┌─ Fragment

Het doel van het onderzoek is:

- de aanvaardbaarheid vast te stellen van de aangiften omzetbelasting van 2001 tot en met 2005

(...)"

Een kopie van het conceptrapport is bij het verweerschrift gevoegd.

Tijdens het onderzoek is besloten het jaar 2005 voor de controle buiten beschouwing te laten omdat de administratie voor dat jaar niet volledig was geboekt en verwerkt.

1.27. Op 25 oktober 2006 is een rapport van het boekenonderzoek opgemaakt en aan eiseres toegezonden. In dit rapport is vermeld dat de bevindingen tijdens de WTP's, alsmede de gesprekken die zijn gevoerd met de diverse prostituees die werken, dan wel hebben gewerkt in de onderneming van eiseres deel uit maken van dit rapport. De verslagen van de WTP's en de verslagen van die gesprekken zijn niet bij dit rapport gevoegd.

1.28. De vier op 2 februari 2007 toegezonden rapporten inzake de WTP's hebben betrekking op acht WTP's. Het rapport van 31 januari 2003 ziet op een op 20 januari 2003 afgelegd bedrijfsbezoek, het rapport van 19 februari 2003 op een op 12 februari 2003 afgelegd bedrijfsbezoek, het rapport van 7 december 2005 ziet op bedrijfsbezoeken afgelegd op respectievelijk 24 september 2003, 20 november 2003, 30 november 2003, 15 maart 2004 en 27 mei 2005 en het rapport van 9 januari 2006 heeft betrekking op een bedrijfsbezoek op 9 december 2005.

1.29. Verweerder heeft zich op grond van de bevindingen tijdens de WTP's op het standpunt gesteld dat eiseres gelegenheid biedt tot het hebben van seksuele omgang en dat mitsdien ook de vergoedingen voor de seksuele diensten aan haar dienen te worden toegerekend. Uit het onder 1.28 vermelde boekenonderzoek is gebleken dat eiseres geen omzetbelasting heeft voldaan over de inkomsten ter zake van de seksuele diensten. Met dagtekening 27 maart 2007 zijn daarom aan eiseres de hiervoor in 1.1. vermelde naheffingsaanslag en boete opgelegd.

1.30. Op 23 mei 2007 zijn geanonimiseerde verslagen van de verklaringen van de prostituees overgelegd.

Geschil

1.31. Tussen partijen is in geschil of eiseres uitsluitend kamers verhuurt, dan wel (mede) gelegenheid biedt tot het hebben van seksuele omgang. Voorts is in geschil of de boete terecht en tot het juiste bedrag is opgelegd.

1.32. Eiseres stelt zich op het standpunt dat zij uitsluitend kamers verhuurt en dat zij aldus voor de omzetbelasting vrijgestelde prestaties verricht. Uitsluitend het bedrag dat de klant betaalt voor de kamerhuur, kan aan haar worden toegerekend. Eiseres stelt zich voorts op het standpunt dat het vertrouwensbeginsel aan naheffing in de weg staat.

└─

**Maak de opdrachten:**
• a. Vertaal deze zin uit het fragment over de omzetbelasting in het Engels: "Op 23 mei 2007 zijn geanonimiseerde verslagen van de verklaringen van de prostituees overgelegd."
• b. Schrijf het fragment over de omzetbelasting verder, te beginnen na de laatste zin.
De gegevens die hierna komen, heb je niet nodig.

┌─ Gegeven gegevens

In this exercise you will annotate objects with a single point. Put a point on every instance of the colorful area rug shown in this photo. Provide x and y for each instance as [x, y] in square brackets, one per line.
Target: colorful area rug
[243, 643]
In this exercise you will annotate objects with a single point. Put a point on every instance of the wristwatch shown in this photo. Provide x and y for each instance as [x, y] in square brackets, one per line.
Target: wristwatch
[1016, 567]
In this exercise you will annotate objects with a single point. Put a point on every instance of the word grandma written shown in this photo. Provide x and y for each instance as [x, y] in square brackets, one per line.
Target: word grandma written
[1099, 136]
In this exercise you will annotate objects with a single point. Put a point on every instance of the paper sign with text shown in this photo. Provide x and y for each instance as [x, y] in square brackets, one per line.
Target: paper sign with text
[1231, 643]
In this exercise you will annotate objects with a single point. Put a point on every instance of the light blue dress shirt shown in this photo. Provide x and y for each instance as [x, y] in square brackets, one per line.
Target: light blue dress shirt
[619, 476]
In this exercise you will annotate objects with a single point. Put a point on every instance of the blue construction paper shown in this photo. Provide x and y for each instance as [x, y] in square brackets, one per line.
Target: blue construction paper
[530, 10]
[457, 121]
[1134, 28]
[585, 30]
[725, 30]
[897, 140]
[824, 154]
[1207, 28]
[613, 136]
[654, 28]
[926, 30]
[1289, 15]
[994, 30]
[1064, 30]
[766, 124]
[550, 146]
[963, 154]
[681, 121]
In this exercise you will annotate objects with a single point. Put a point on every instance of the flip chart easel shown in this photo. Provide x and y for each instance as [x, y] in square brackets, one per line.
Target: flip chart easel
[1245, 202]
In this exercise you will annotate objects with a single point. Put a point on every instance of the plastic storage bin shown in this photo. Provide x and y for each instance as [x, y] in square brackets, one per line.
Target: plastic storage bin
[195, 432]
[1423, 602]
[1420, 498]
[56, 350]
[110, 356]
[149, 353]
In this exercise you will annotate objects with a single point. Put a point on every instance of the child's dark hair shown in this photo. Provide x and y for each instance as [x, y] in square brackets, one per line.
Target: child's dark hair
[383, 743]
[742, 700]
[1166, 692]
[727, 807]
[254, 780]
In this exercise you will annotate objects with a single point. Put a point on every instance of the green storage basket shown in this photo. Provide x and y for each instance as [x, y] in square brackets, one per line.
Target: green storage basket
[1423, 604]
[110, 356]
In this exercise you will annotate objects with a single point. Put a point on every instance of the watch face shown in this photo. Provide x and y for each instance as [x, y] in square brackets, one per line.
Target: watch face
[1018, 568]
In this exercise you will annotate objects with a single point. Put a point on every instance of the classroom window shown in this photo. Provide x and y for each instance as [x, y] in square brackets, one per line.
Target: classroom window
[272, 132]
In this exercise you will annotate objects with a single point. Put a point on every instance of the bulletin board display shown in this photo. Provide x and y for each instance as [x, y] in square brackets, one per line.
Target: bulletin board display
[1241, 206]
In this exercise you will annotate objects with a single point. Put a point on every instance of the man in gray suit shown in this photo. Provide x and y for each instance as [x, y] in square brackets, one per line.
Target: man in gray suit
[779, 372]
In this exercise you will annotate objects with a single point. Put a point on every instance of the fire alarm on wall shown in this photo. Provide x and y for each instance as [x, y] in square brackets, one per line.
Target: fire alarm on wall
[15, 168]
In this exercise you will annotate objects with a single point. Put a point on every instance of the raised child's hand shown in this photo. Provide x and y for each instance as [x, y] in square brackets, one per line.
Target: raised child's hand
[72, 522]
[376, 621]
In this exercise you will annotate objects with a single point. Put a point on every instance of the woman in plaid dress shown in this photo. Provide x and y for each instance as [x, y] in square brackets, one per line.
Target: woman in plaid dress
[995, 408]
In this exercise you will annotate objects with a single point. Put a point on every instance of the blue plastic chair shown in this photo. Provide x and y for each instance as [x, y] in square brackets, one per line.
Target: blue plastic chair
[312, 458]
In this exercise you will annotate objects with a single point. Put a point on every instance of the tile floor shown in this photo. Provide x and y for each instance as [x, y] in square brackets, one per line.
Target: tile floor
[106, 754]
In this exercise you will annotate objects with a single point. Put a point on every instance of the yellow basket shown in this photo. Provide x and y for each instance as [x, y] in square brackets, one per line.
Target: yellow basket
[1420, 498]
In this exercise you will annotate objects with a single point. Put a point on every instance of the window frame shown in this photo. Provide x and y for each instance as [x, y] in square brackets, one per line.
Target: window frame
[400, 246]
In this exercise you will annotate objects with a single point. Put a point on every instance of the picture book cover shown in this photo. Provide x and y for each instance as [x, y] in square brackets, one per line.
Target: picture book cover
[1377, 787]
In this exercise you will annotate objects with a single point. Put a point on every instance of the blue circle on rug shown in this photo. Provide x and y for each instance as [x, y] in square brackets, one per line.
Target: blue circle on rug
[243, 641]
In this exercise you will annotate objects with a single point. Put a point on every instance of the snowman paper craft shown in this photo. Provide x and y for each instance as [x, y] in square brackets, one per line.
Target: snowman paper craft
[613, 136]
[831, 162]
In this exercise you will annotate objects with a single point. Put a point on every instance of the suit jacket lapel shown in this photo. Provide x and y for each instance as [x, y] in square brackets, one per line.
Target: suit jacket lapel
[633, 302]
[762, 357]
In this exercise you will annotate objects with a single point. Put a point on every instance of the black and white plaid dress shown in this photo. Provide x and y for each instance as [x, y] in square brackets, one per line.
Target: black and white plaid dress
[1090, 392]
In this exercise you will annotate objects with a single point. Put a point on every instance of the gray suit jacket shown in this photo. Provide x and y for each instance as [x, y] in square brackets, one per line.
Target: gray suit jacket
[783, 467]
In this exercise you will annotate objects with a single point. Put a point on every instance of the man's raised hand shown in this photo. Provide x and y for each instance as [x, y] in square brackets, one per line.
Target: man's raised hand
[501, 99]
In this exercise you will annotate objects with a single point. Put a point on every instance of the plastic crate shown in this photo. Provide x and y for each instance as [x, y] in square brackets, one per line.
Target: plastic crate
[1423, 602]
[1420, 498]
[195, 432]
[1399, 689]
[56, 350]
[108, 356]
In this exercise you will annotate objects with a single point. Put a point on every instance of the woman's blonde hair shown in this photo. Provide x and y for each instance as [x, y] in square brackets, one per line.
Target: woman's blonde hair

└─

**De antwoorden:**
• a. On May 23, 2007, anonymized reports of the prostitutes' statements were submitted.

• b.
Verweerder stelt zich op het standpunt dat eiseres één dienst verricht, te weten het gelegenheid geven tot seksuele omgang. De totale door de klant betaalde vergoeding ter zake van de basisprestatie en het gebruik van de kamer moet aan eiseres worden toegerekend. Eiseres verricht aldus een voor de omzetbelasting naar het algemene tarief belaste prestatie. Van schending van het vertrouwensbeginsel is geen sprake.

1.33. Eiseres concludeert tot gegrondverklaring van het beroep, vernietiging van de uitspraak op bezwaar en vernietiging van de naheffingsaanslag en de boetebeschikking.

1.34. Verweerder concludeert tot ongegrondverklaring van het beroep.

1.35. Voor het overige verwijst de rechtbank naar de gedingstukken.

IIOVERWEGINGEN

Beoordeling bewijsmiddelen

2.1. Alvorens inhoudelijk op het geschil in te gaan, dient te worden beoordeeld of de verklaringen van de prostituees die bij eiseres in de onderneming werkzaam zijn of waren als bewijs mogen dienen. Eiseres stelt zich op het standpunt dat deze verklaringen op onzorgvuldige wijze zijn verkregen en daarom niet mogen dienen als bewijs. Voorts is eiseres van mening dat de juistheid van de verklaringen niet kan worden gecontroleerd nu de namen van de prostituees niet zijn verstrekt. De rechtbank overweegt hieromtrent als volgt.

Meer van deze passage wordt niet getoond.